— start of Dataset —

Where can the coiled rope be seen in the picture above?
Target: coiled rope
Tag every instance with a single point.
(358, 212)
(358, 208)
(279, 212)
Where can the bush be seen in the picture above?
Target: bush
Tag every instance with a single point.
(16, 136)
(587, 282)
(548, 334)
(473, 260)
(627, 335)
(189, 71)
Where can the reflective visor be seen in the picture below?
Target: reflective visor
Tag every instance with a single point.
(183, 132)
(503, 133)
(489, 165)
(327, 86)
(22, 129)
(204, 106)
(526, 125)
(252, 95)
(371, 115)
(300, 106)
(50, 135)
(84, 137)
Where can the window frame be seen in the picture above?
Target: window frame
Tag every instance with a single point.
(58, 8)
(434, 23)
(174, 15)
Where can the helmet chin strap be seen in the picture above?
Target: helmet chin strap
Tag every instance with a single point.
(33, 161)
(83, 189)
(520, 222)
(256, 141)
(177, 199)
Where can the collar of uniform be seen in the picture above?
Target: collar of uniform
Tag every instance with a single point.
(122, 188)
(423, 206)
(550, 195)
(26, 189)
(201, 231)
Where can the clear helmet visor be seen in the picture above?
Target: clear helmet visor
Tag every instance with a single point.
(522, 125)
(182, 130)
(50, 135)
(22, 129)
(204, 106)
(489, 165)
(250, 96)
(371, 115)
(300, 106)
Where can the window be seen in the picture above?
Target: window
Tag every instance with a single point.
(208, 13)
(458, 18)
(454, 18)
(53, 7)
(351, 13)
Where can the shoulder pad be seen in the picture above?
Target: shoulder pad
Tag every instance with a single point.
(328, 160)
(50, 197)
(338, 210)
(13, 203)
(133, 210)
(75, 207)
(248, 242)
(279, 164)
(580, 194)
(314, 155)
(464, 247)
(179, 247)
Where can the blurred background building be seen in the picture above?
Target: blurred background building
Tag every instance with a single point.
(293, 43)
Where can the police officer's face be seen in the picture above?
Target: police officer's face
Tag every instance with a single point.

— end of Dataset —

## [Request]
Put the listing above into a Markdown table with two columns, Row and Line, giving each nonblank line its own row number.

## [Exercise output]
| Row | Line |
|---|---|
| 1 | Where can the coiled rope be seen in the picture above? |
| 2 | Target: coiled rope |
| 3 | Tag every instance with a single point. |
| 4 | (358, 212) |
| 5 | (358, 208) |
| 6 | (279, 212) |
| 7 | Where can the bush be seen in the picture above? |
| 8 | Target: bush |
| 9 | Tag every instance with a single point. |
| 10 | (16, 136) |
| 11 | (587, 282) |
| 12 | (548, 334) |
| 13 | (473, 260) |
| 14 | (627, 335) |
| 15 | (189, 71) |
| 16 | Where can the reflective visor be seen in the picture below? |
| 17 | Target: reflective visor |
| 18 | Tag every instance with a single point. |
| 19 | (183, 132) |
| 20 | (503, 133) |
| 21 | (489, 165) |
| 22 | (327, 86) |
| 23 | (22, 129) |
| 24 | (204, 106) |
| 25 | (526, 125) |
| 26 | (252, 95) |
| 27 | (371, 115) |
| 28 | (300, 106) |
| 29 | (50, 135) |
| 30 | (84, 137) |
| 31 | Where can the window frame be seen in the picture above? |
| 32 | Target: window frame |
| 33 | Tag every instance with a single point. |
| 34 | (58, 8) |
| 35 | (434, 23) |
| 36 | (174, 15) |
| 37 | Where can the helmet chin strap be seen in the picture above? |
| 38 | Target: helmet chin strap |
| 39 | Tag every instance with a single point. |
| 40 | (33, 161) |
| 41 | (83, 189) |
| 42 | (520, 222) |
| 43 | (256, 141) |
| 44 | (177, 199) |
| 45 | Where can the collar of uniform be seen in the picture above? |
| 46 | Target: collar of uniform |
| 47 | Tag every instance with a single point. |
| 48 | (122, 188) |
| 49 | (423, 206) |
| 50 | (550, 195) |
| 51 | (26, 189) |
| 52 | (201, 231) |
| 53 | Where can the clear helmet visor be seen in the picture above? |
| 54 | Target: clear helmet visor |
| 55 | Tag every instance with a single point. |
| 56 | (522, 125) |
| 57 | (182, 130) |
| 58 | (50, 135) |
| 59 | (22, 129) |
| 60 | (204, 106) |
| 61 | (489, 165) |
| 62 | (250, 96) |
| 63 | (371, 115) |
| 64 | (300, 106) |
| 65 | Where can the window be seen in the picture above? |
| 66 | Target: window |
| 67 | Tag every instance with a single point. |
| 68 | (208, 13) |
| 69 | (458, 18) |
| 70 | (454, 18) |
| 71 | (53, 7) |
| 72 | (351, 13) |
| 73 | Where can the shoulder pad be seen in the picture above? |
| 74 | Target: shoulder pad |
| 75 | Tag every instance with a single point. |
| 76 | (328, 160) |
| 77 | (50, 197) |
| 78 | (338, 210) |
| 79 | (13, 203) |
| 80 | (133, 210) |
| 81 | (75, 207) |
| 82 | (248, 242) |
| 83 | (279, 164) |
| 84 | (580, 194) |
| 85 | (314, 155) |
| 86 | (464, 247) |
| 87 | (179, 247) |
| 88 | Where can the blurred background building be seen in the picture above? |
| 89 | Target: blurred background building |
| 90 | Tag every instance with a single point. |
| 91 | (293, 43) |
| 92 | Where can the police officer's face be seen in the picture above? |
| 93 | Target: police officer's face |
| 94 | Tag every instance with a single point. |